> [PASSAGE PROVIDED]:
□ □ □ □ □

There would have been plenty of food for deep-sea opportunists like the provannids in prehistoric times. Starting around 250 million years ago, several lineages of terrestrial reptiles rapidly adapted into large marine forms, including plesiosaurs and fish-like ichthyosaurs.
Even land-dwelling dinosaurs may have fed organic-fall successions of sharks, crabs, snails and bacteria. While all the dinosaurs we know of were terrestrial animals, they were occasionally washed out to sea by floods.
The San Diego Museum of Natural History displays the skeleton of the “Carlsbad ankylosaur,” officially known as Aletopelta coombsi. This poor dinosaur was found among Cretaceous-age marine sediments in California. Shark teeth and bivalve shells were scattered around the dinosaur’s bones, a hint that the heavily armored beast may have once formed a short-lived, edible reef.
“If you have a deep ocean with larger organisms swimming around the surface, dying, falling to dark, cold, oxygenated depths, you’re going to have organic falls,” Glover explains. But did they look the same millions of years ago?
Osedax Evolution
Glover maintains that unraveling the mystery of Osedax evolution could help find the answer. At the moment, scientists have confirmed, using DNA analysis, that snotworms are closely related to the tubeworms that thrive around hydrothermal vents and probably have existed for as long as whales, if not longer. Glover hypothesizes that young, prehistoric tubeworms may have been traveling from one deep-sea vent to another when they came across the carcass of a marine animal. They landed, found they could survive — due to a fortuitous mutation — and gradually became the Osedax we know today.
The dining habits of modern snotworms hint that the scavengers are not picky. “Put a bone down, and they’ll eat it,” Glover says. Experiments with modern bones, as well as fossil bones of prehistoric birds and fish, show that these worms will dine on any skeletal scrap. But no one has seen Osedax burrows on the bones of the marine reptiles that came before whales.
Kaim’s team saw provannid snails near the pair of Cretaceous-era plesiosaur skeletons, but no Osedax. “Either they weren’t present at this particular site, or they simply hadn’t developed yet,” he explains.
But Kaim did find what he believes is evidence of bacteria eating the plesiosaur bones: tiny burrows visible only by cutting a cross-section of bone and examining it under a microscope. The same thing is found at present-day whale falls during the sulfophilic stage — the last and longest part of organic-fall succession, when bacteria produce hydrogen sulfide as they break down what's left of the bones.

□ □ □ □ □

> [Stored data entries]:

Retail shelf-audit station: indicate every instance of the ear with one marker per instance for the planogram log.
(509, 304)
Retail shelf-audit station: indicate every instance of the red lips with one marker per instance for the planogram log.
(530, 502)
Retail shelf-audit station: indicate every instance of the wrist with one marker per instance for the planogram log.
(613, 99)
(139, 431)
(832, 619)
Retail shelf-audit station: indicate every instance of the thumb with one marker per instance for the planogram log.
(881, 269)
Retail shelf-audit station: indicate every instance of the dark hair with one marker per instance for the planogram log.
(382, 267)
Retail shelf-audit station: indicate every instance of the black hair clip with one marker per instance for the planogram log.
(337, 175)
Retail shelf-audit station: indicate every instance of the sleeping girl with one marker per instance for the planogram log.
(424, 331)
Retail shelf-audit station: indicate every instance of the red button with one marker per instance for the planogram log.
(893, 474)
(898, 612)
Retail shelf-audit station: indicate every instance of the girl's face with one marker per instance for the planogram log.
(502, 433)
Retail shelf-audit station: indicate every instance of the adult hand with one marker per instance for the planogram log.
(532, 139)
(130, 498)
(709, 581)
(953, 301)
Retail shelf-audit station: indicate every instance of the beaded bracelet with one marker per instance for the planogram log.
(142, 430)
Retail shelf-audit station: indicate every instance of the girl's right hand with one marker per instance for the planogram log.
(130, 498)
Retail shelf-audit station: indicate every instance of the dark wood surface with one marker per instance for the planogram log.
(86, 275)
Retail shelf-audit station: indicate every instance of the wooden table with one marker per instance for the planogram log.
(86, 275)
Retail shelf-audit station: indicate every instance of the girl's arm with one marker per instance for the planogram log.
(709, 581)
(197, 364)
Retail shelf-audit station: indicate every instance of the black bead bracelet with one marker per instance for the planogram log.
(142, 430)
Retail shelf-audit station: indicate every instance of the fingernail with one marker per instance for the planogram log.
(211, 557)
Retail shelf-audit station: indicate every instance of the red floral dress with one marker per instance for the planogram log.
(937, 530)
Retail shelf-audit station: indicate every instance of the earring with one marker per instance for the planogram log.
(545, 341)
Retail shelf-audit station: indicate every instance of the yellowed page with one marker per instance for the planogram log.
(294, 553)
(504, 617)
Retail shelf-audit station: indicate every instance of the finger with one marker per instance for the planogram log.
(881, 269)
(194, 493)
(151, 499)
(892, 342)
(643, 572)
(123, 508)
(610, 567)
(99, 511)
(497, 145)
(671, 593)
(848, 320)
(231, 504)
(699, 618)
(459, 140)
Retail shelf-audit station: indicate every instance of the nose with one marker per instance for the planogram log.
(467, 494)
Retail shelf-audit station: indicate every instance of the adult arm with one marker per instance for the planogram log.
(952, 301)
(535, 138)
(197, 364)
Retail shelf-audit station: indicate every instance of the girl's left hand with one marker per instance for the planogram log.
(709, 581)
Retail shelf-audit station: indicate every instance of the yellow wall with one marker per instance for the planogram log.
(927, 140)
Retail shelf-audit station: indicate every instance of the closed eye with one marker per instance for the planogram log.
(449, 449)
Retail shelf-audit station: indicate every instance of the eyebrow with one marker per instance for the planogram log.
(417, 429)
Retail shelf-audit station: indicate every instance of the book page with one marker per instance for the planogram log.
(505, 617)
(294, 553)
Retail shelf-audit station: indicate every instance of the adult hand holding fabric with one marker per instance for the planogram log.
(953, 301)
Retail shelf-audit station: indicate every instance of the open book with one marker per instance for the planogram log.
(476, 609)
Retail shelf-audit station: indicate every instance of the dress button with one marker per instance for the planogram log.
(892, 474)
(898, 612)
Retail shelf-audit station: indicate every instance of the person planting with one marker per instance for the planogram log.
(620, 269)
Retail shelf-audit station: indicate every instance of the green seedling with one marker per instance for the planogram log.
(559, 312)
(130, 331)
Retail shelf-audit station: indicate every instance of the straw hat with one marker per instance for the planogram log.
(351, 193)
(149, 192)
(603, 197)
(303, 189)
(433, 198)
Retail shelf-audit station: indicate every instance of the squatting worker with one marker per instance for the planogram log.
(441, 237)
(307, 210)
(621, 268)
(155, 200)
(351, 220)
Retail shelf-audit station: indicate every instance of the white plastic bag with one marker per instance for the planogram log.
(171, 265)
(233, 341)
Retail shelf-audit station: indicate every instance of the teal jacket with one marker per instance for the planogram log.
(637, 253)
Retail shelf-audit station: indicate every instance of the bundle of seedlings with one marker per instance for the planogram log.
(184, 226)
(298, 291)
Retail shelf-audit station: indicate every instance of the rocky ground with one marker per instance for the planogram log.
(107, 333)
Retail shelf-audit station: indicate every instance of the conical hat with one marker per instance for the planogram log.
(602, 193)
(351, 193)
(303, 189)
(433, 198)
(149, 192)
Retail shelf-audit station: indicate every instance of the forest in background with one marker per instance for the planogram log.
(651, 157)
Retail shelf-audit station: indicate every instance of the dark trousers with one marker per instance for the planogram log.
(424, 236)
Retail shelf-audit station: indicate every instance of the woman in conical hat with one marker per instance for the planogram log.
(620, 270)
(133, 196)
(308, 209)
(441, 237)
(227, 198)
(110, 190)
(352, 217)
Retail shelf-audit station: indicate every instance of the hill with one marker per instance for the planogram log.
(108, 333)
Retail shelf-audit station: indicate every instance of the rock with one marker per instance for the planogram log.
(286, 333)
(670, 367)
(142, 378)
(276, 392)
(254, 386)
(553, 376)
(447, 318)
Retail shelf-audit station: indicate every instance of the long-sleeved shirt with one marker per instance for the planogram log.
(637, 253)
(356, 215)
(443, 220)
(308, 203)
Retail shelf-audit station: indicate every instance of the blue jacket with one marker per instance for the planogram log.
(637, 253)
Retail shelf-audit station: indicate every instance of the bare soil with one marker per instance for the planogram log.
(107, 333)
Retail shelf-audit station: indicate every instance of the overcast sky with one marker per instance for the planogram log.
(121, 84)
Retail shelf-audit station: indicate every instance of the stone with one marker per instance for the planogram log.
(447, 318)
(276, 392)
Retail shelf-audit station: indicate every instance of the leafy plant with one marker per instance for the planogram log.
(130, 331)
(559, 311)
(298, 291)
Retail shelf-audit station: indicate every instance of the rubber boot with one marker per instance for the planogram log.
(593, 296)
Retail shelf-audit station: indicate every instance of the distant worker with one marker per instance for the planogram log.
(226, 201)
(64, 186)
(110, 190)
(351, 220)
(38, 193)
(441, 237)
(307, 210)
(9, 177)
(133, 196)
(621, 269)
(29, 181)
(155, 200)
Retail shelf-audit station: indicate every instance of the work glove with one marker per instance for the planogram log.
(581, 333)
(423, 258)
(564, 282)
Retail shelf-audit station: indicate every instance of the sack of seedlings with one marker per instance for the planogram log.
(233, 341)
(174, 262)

□ □ □ □ □

> [EXERCISES]:
1. The passage on deep-sea organic falls names the creatures that land-dwelling dinosaurs may have fed in organic-fall successions. List them.
2. According to the passage on deep-sea organic falls, what is the official name of the "Carlsbad ankylosaur"?
3. Reproduce word for word the portion of the passage on deep-sea organic falls starting with "The dining habits" and going on through "came before whales.".

> [PER-TASK OUTPUTS]:
1. sharks, crabs, snails, bacteria

2. Aletopelta coombsi

3.
The dining habits of modern snotworms hint that the scavengers are not picky. “Put a bone down, and they’ll eat it,” Glover says. Experiments with modern bones, as well as fossil bones of prehistoric birds and fish, show that these worms will dine on any skeletal scrap. But no one has seen Osedax burrows on the bones of the marine reptiles that came before whales.